-- Extracted entries follows --

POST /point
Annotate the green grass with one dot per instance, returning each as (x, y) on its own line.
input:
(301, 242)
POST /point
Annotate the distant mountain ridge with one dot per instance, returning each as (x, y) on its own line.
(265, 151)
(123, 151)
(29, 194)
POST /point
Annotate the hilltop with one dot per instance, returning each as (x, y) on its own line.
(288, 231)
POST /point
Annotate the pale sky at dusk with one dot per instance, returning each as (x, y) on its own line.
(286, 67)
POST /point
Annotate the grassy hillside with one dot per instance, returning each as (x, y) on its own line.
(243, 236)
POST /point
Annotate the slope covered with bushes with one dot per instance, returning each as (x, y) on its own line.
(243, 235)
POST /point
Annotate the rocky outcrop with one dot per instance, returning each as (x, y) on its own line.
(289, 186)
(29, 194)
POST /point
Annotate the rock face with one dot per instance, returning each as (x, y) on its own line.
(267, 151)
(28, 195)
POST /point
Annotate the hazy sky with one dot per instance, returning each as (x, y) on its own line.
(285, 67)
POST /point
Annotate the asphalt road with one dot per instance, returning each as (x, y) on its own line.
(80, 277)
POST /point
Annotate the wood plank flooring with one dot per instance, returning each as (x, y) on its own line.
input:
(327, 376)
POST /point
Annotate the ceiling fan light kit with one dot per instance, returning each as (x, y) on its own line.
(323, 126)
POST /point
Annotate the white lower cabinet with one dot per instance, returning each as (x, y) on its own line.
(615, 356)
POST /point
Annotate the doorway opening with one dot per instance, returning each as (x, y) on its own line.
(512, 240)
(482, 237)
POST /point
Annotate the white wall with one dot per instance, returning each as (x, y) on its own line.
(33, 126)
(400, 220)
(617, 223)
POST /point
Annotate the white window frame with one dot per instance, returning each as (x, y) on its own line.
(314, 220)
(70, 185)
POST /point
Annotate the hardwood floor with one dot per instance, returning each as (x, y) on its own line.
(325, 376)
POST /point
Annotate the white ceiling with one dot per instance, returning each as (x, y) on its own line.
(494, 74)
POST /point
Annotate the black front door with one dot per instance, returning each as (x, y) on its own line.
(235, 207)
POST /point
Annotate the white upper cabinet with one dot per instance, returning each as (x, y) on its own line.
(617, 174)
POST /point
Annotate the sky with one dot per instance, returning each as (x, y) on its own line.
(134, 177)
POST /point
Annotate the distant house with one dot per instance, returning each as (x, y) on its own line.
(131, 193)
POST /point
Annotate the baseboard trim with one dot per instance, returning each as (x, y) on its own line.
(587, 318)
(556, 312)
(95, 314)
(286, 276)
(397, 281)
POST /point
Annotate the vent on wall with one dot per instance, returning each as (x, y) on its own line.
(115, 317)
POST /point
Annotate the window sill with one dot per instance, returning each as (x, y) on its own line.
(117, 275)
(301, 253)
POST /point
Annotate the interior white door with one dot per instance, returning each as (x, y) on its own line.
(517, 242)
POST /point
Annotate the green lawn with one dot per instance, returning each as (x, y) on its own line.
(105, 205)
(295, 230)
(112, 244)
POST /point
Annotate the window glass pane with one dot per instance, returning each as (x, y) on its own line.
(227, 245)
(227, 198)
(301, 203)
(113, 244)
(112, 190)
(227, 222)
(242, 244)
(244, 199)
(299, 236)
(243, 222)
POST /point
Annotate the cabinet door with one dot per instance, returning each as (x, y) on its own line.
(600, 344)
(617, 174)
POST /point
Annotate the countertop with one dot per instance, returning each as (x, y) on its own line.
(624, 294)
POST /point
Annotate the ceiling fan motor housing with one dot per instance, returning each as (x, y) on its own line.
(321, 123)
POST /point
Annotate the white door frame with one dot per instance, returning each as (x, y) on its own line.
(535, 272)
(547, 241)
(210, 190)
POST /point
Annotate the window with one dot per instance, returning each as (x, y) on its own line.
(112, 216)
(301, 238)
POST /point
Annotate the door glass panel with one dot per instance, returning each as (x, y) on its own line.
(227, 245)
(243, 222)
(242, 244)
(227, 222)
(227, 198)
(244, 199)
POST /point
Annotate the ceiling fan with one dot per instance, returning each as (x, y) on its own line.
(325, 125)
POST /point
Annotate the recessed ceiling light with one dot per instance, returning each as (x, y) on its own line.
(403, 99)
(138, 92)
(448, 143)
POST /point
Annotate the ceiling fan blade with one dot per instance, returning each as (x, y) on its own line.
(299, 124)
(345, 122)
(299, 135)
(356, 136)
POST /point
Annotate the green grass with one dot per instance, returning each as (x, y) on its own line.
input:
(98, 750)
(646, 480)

-- Extracted entries concluded --

All of the entries, from the first line to the last, should be duplicated exactly.

Result for this task
POST /point
Annotate the green grass with one dot per instance, returning each as (x, y) on its own line.
input:
(301, 242)
POST /point
Annotate the distant mountain ridge with one dot per instance, returning each as (x, y) on its own line.
(265, 151)
(123, 151)
(29, 194)
POST /point
Annotate the hilltop with one dot per instance, returning each as (x, y) on its own line.
(288, 231)
POST /point
Annotate the pale sky at dusk with one dot per instance, returning each as (x, y) on its own line.
(286, 67)
POST /point
Annotate the grassy hillside with one dot per instance, returning each as (x, y) on its own line.
(243, 236)
POST /point
Annotate the slope covered with bushes with one dot per instance, returning each as (x, y) on its own line.
(243, 235)
POST /point
Annotate the rocky outcrop with one dot per instance, returning each as (x, y) on its own line.
(289, 186)
(29, 194)
POST /point
Annotate the rock face with one dot per instance, returning each as (x, y) on its own line.
(267, 151)
(28, 195)
POST /point
Annotate the hazy sky with one dot per instance, returning each as (x, y) on its own line.
(285, 67)
POST /point
Annotate the asphalt road with one dot per instance, returning each as (x, y) on its own line.
(80, 277)
POST /point
Annotate the wood plank flooring with one dot per instance, returning each as (x, y) on its own line.
input:
(327, 376)
POST /point
Annotate the ceiling fan light kit with one dot per instance, returning each as (x, y) on its own line.
(323, 126)
POST /point
Annotate the white lower cabinet with one dot per instance, returning each as (x, y) on its own line.
(615, 356)
POST /point
Annotate the doorway opening with one dot per instance, returning each as (x, y) on its own line.
(512, 240)
(482, 237)
POST /point
Annotate the white wall with one dot per instance, returning each as (x, y) on its own line.
(33, 126)
(400, 220)
(617, 223)
POST /point
Annotate the white window frame with one dot per instance, returning each as (x, y) on its own line.
(314, 220)
(70, 185)
POST /point
Annotate the hardwood floor with one dot per instance, returning each as (x, y) on its own line.
(325, 376)
POST /point
Annotate the white ceiling with one dot per instance, returning each as (x, y) on its own line.
(494, 74)
POST /point
Annotate the black front door with one dot per instance, returning each as (x, y) on its own line.
(235, 207)
POST /point
Annotate the white upper cabinet with one dot per instance, returning each as (x, y) on its own line.
(617, 174)
POST /point
Annotate the sky with one dot per instance, returning each as (x, y) on its own line.
(134, 177)
POST /point
Annotate the distant house with one dot per instance, returning each as (x, y) on its own line.
(131, 193)
POST /point
Annotate the baseboard trim with one dot per instance, returning each as (x, y) on its own line.
(587, 318)
(556, 312)
(95, 314)
(286, 276)
(397, 281)
POST /point
Annotate the vent on wall with one dot per instance, returning each as (x, y) on its own line.
(115, 317)
POST /point
Annotate the window sill with one dot per instance, returning each as (x, y) on its own line.
(117, 275)
(301, 253)
POST /point
Annotate the interior white door with one dot per instance, returning each as (x, y) on its own line.
(517, 242)
POST /point
Annotate the green lawn with one dot per instance, returning each as (x, y) on its own line.
(105, 205)
(295, 230)
(112, 244)
POST /point
Annotate the window glass pane with one dot per instance, returning each as (x, y) on its own line.
(227, 245)
(227, 198)
(301, 203)
(113, 244)
(112, 190)
(227, 222)
(242, 244)
(244, 199)
(299, 236)
(243, 222)
POST /point
Annotate the cabinet door with one dot per instance, returning each as (x, y) on its own line.
(600, 344)
(617, 174)
POST /point
Annotate the countertop with one dot per instance, returning each as (x, y) on its own line.
(624, 294)
POST /point
Annotate the ceiling fan motor housing with one dot per instance, returning each as (x, y) on its own line.
(321, 123)
POST /point
Annotate the white door frame with one dot per instance, returning each as (x, y) on its own line.
(535, 272)
(547, 241)
(210, 190)
POST /point
Annotate the window with one dot per instance, returning each as (x, y) on its own line.
(112, 216)
(301, 238)
POST /point
Annotate the door glass panel with one dot per instance, returning each as (x, y) on its own line.
(227, 245)
(243, 222)
(242, 244)
(227, 222)
(227, 198)
(244, 199)
POST /point
Annotate the ceiling fan with one dot per instance, returning each as (x, y) on its own line.
(325, 125)
POST /point
Annotate the recessed ceiling light with one dot per instance, returning each as (x, y) on its own line.
(403, 99)
(138, 92)
(448, 143)
POST /point
Annotate the ceiling fan blade with one dot per instance, returning each as (x, y) on its own line.
(299, 124)
(345, 122)
(299, 135)
(356, 136)
POST /point
Annotate the green grass with one dot per instance, returning each as (x, y) on its own line.
input:
(98, 750)
(646, 480)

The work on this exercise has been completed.